**TASK DIRECTIONS**
Copy every one of the following records word for word, with nothing added, left out, or changed.

**** RECORDS FOR THE EXERCISE ****

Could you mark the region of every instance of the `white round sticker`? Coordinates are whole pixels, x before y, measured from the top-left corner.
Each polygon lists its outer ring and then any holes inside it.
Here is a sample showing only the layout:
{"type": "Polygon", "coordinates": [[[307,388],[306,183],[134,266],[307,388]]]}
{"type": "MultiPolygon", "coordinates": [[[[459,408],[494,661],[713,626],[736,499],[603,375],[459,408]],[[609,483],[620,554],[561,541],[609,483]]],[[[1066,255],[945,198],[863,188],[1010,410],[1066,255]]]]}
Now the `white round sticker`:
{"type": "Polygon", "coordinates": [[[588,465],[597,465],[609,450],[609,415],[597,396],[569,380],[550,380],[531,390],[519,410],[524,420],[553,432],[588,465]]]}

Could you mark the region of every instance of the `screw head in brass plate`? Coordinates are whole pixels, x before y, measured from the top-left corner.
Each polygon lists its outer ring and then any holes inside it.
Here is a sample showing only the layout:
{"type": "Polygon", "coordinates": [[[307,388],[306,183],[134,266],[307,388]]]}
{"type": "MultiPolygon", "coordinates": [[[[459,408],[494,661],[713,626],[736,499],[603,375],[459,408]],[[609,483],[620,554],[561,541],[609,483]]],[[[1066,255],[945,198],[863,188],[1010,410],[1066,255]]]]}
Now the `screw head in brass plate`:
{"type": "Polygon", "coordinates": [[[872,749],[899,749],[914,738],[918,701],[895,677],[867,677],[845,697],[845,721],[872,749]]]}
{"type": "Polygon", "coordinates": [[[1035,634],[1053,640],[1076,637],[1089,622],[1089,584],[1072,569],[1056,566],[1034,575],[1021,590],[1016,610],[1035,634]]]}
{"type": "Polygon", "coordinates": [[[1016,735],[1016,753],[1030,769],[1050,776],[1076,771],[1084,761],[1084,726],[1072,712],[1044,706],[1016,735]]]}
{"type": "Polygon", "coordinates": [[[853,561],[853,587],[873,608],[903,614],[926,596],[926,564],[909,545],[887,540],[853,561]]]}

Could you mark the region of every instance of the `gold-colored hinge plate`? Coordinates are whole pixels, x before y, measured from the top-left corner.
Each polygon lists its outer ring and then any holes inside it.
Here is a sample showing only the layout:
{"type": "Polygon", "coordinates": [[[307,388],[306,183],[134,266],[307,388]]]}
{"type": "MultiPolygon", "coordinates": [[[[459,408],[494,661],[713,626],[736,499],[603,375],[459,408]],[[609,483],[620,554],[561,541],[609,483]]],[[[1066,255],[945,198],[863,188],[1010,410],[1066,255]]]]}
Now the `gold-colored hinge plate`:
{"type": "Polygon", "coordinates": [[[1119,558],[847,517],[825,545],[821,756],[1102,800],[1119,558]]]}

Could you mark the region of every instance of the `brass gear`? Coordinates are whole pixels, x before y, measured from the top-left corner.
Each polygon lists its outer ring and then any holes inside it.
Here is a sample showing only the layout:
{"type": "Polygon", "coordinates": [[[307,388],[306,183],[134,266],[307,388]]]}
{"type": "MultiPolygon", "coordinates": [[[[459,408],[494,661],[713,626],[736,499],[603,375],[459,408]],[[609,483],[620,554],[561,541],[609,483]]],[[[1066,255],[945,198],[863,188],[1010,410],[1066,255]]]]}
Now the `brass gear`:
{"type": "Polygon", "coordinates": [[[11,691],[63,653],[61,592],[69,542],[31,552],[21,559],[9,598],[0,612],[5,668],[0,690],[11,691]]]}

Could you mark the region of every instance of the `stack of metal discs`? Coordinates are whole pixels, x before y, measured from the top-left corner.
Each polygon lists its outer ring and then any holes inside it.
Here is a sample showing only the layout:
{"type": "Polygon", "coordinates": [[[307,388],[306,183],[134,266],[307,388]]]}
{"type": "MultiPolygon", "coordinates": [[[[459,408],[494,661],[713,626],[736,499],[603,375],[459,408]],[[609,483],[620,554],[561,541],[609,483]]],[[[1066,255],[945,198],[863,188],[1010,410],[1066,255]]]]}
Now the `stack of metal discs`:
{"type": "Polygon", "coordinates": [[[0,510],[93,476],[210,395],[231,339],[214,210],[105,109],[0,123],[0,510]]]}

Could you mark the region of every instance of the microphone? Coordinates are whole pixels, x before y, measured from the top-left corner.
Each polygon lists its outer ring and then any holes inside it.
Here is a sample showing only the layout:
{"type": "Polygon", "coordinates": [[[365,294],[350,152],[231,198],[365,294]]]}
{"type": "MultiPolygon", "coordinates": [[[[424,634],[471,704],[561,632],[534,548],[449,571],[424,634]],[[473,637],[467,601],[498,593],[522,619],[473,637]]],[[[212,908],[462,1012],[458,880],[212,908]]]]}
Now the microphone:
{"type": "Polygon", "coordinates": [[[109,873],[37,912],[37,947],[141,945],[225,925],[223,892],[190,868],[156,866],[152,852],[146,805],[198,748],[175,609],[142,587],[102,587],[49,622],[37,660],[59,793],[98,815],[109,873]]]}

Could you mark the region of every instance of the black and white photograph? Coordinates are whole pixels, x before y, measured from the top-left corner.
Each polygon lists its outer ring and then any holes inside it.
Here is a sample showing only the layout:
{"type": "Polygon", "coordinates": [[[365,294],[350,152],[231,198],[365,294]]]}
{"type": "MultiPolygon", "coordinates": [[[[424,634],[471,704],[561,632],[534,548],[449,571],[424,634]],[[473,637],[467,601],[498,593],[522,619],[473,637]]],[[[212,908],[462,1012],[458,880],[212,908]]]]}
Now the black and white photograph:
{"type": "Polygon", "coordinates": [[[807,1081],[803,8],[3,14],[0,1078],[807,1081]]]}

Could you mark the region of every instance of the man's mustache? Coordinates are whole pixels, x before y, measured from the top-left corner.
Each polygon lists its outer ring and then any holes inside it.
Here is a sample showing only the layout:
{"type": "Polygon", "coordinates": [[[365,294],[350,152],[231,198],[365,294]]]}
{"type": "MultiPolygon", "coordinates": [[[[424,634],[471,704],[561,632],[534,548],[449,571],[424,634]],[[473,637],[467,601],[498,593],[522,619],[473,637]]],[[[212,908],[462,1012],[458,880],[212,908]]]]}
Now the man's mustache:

****

**ANSWER FOR THE TASK**
Could you mark the region of every instance of the `white round sticker`? Coordinates are whole pixels, x before y, measured from the top-left corner.
Each polygon lists its outer ring and then any holes inside it.
Here is a sample showing only the layout:
{"type": "Polygon", "coordinates": [[[307,388],[306,183],[134,266],[307,388]]]}
{"type": "MultiPolygon", "coordinates": [[[[459,408],[494,661],[713,626],[736,499],[603,375],[459,408]],[[609,483],[620,554],[561,541],[609,483]]],[[[1066,255],[945,198],[863,188],[1010,410],[1066,255]]]]}
Now the `white round sticker`:
{"type": "Polygon", "coordinates": [[[588,465],[597,465],[609,450],[609,415],[597,396],[569,380],[550,380],[531,390],[519,410],[524,420],[553,432],[588,465]]]}

Could you mark the region of every instance of the `screw head in brass plate`? Coordinates are whole pixels, x before y, measured from the top-left corner.
Each polygon lists its outer ring and then any holes inside it.
Here is a sample showing only the layout:
{"type": "Polygon", "coordinates": [[[307,388],[306,183],[134,266],[307,388]]]}
{"type": "MultiPolygon", "coordinates": [[[[459,408],[494,661],[713,626],[736,499],[603,375],[459,408]],[[609,483],[620,554],[561,541],[609,483]]],[[[1066,255],[945,198],[863,188],[1010,410],[1066,255]]]]}
Now the `screw head in brass plate`:
{"type": "Polygon", "coordinates": [[[872,749],[899,749],[914,738],[918,701],[895,677],[867,677],[845,697],[845,721],[872,749]]]}
{"type": "Polygon", "coordinates": [[[1035,634],[1053,640],[1076,637],[1089,622],[1089,584],[1072,569],[1056,566],[1034,575],[1021,590],[1016,610],[1035,634]]]}
{"type": "Polygon", "coordinates": [[[1016,735],[1016,753],[1030,769],[1050,776],[1076,771],[1084,761],[1084,726],[1072,712],[1044,706],[1016,735]]]}
{"type": "Polygon", "coordinates": [[[853,561],[853,587],[873,608],[903,614],[926,596],[926,564],[909,545],[887,540],[853,561]]]}

Could you mark the region of every instance of the `gold-colored hinge plate`? Coordinates are whole pixels, x before y, measured from the top-left corner.
Each polygon lists its outer ring and then any holes inside it.
Here is a sample showing only the layout:
{"type": "Polygon", "coordinates": [[[307,388],[306,183],[134,266],[307,388]]]}
{"type": "MultiPolygon", "coordinates": [[[[459,408],[494,661],[713,626],[736,499],[603,375],[459,408]],[[609,483],[620,554],[561,541],[609,483]]],[[[1066,255],[945,198],[863,188],[1010,410],[1066,255]]]]}
Now the `gold-colored hinge plate`:
{"type": "Polygon", "coordinates": [[[1119,558],[847,517],[825,545],[821,756],[1102,800],[1119,558]]]}

Could you mark the region of every instance of the `brass gear`? Coordinates are whole pixels, x before y, measured from the top-left corner.
Each polygon lists its outer ring and then any holes inside it.
Here is a sample showing only the layout:
{"type": "Polygon", "coordinates": [[[307,388],[306,183],[134,266],[307,388]]]}
{"type": "MultiPolygon", "coordinates": [[[[459,408],[494,661],[713,626],[736,499],[603,375],[459,408]],[[609,483],[620,554],[561,541],[609,483]]],[[[1066,255],[945,198],[863,188],[1010,410],[1066,255]]]]}
Now the `brass gear`:
{"type": "Polygon", "coordinates": [[[11,691],[63,653],[61,592],[69,542],[31,552],[21,559],[9,598],[0,612],[5,668],[0,690],[11,691]]]}

Could you mark the region of every instance of the `stack of metal discs`? Coordinates are whole pixels, x before y, measured from the top-left corner.
Each polygon lists its outer ring and then any holes inside it.
Here is a sample showing only the layout:
{"type": "Polygon", "coordinates": [[[307,388],[306,183],[134,266],[307,388]]]}
{"type": "MultiPolygon", "coordinates": [[[[459,408],[494,661],[713,626],[736,499],[603,375],[459,408]],[[609,483],[620,554],[561,541],[609,483]]],[[[1066,255],[945,198],[863,188],[1010,410],[1066,255]]]]}
Now the `stack of metal discs`:
{"type": "Polygon", "coordinates": [[[0,510],[93,476],[210,395],[231,339],[214,210],[105,109],[0,123],[0,510]]]}

Could you mark the region of every instance of the microphone? Coordinates are whole pixels, x before y, measured from the top-left corner.
Each polygon lists its outer ring and then any holes inside it.
Here is a sample showing only the layout:
{"type": "Polygon", "coordinates": [[[365,294],[350,152],[231,198],[365,294]]]}
{"type": "MultiPolygon", "coordinates": [[[[424,634],[471,704],[561,632],[534,548],[449,571],[424,634]],[[473,637],[467,601],[498,593],[522,619],[473,637]]],[[[212,908],[462,1012],[458,880],[212,908]]]]}
Now the microphone:
{"type": "Polygon", "coordinates": [[[109,873],[37,912],[37,947],[141,945],[225,925],[223,892],[190,868],[156,866],[152,852],[146,805],[198,748],[175,609],[142,587],[102,587],[49,622],[37,660],[59,793],[98,815],[109,873]]]}

Could you mark the region of every instance of the black and white photograph? Coordinates are whole pixels, x before y, measured from the top-left corner.
Each polygon lists its outer ring and then any holes inside it.
Here is a sample showing only the layout:
{"type": "Polygon", "coordinates": [[[365,294],[350,152],[231,198],[365,294]]]}
{"type": "MultiPolygon", "coordinates": [[[[424,634],[471,704],[561,632],[534,548],[449,571],[424,634]],[[473,637],[467,601],[498,593],[522,619],[473,637]]],[[[212,908],[462,1012],[458,880],[212,908]]]]}
Now the black and white photograph:
{"type": "Polygon", "coordinates": [[[807,1081],[803,8],[3,14],[0,1078],[807,1081]]]}

Could you mark the region of every instance of the man's mustache? Coordinates are whole pixels, x before y, measured from the top-left corner.
Each polygon lists its outer ring and then any holes inside it.
Here is a sample showing only the layout:
{"type": "Polygon", "coordinates": [[[365,294],[350,152],[231,198],[365,294]]]}
{"type": "MultiPolygon", "coordinates": [[[[424,634],[471,704],[561,632],[534,548],[449,571],[424,634]],[[473,637],[467,601],[498,593],[522,619],[473,637]]],[[[212,908],[462,1012],[458,880],[212,908]]]]}
Now the man's mustache:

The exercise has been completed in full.